Please recast the following items as a numbered list, omitting any blank lines.
******
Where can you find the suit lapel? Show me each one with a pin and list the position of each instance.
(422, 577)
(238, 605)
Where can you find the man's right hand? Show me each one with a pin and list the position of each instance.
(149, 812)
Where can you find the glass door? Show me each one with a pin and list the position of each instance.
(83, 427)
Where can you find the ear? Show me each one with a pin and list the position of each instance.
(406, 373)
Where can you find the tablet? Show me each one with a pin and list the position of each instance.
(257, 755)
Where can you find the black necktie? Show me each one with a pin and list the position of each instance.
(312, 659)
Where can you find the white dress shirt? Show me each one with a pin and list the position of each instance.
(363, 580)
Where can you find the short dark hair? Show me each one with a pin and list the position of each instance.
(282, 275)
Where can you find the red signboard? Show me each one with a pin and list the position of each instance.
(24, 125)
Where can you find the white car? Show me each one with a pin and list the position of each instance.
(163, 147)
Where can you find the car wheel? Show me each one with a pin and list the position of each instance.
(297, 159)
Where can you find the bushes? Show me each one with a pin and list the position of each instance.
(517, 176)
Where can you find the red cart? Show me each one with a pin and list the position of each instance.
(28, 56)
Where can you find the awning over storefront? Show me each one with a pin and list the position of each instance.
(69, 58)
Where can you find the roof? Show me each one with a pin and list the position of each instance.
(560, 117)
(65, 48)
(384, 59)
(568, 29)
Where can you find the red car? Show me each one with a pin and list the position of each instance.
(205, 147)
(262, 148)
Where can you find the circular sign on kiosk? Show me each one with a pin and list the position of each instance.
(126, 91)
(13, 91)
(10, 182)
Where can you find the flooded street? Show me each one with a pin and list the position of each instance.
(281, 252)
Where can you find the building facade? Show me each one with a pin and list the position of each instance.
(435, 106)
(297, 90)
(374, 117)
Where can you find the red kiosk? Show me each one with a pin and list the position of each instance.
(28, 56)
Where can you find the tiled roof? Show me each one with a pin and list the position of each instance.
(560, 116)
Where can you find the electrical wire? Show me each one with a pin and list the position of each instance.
******
Output of the exercise ::
1. Where can you find the suit lapel? Show me each one with a pin and list the position of each instance.
2. (422, 577)
3. (238, 605)
4. Where can you find the man's right hand? Show me each one with a pin and list the position of each instance.
5. (149, 812)
6. Where can you find the glass door? Show me each one with a pin and list the position of each instance.
7. (83, 427)
8. Where can you find the ear? Show me each one with a pin and list the position of each instance.
9. (406, 373)
10. Where can you find the tablet? Show me each one with a pin and list the position of each instance.
11. (257, 755)
12. Where can you find the black necktie? Show me each one with a pin and list the position of each instance.
13. (312, 659)
14. Where can you find the white dress shirt? Show me each one with a pin and list the position of each instance.
15. (363, 580)
16. Where can you find the short dark hair? Show me each one with a pin and list the position of each instance.
17. (282, 275)
18. Where can you find the red signboard? Show me each one with a pin and list the position of each instance.
19. (24, 125)
20. Where can you find the white car? Show me each one with a pin and list the position of each instance.
21. (163, 147)
22. Where can you find the car wheel? Show me each one with a pin and list the position of each instance.
23. (297, 159)
24. Where can you find the bushes? Show me each one with a pin and list the position of each instance.
25. (517, 176)
26. Where can you find the red cart? Show me each one with a pin and list the position of each instance.
27. (28, 56)
28. Where can you find the awning over storefront? Show me each one with a pin and list the position of each instance.
29. (69, 58)
30. Where can you find the roof? Show me each one with a pin and list the position of each instance.
31. (560, 117)
32. (65, 48)
33. (384, 59)
34. (568, 29)
35. Where can you find the red car? Show me each one with a pin and list the position of each instance.
36. (205, 147)
37. (262, 148)
38. Where can you find the circular sign on kiosk? Show me each one with a pin and list the position of each instance.
39. (126, 91)
40. (13, 91)
41. (10, 182)
42. Where can you find the flooded street? Show me each one with a pin and list the position of each instance.
43. (281, 252)
44. Where can you find the building facade? Show me each one with a pin and list the position of each instance.
45. (435, 106)
46. (297, 90)
47. (374, 117)
48. Where can you find the red kiosk? Show me each one with a pin and list the position of each instance.
49. (28, 56)
50. Where can you find the tiled roof? Show me each one with a pin and list the position of each instance.
51. (560, 116)
52. Where can you find the electrical wire? Show me each one with a pin and list the position of each instance.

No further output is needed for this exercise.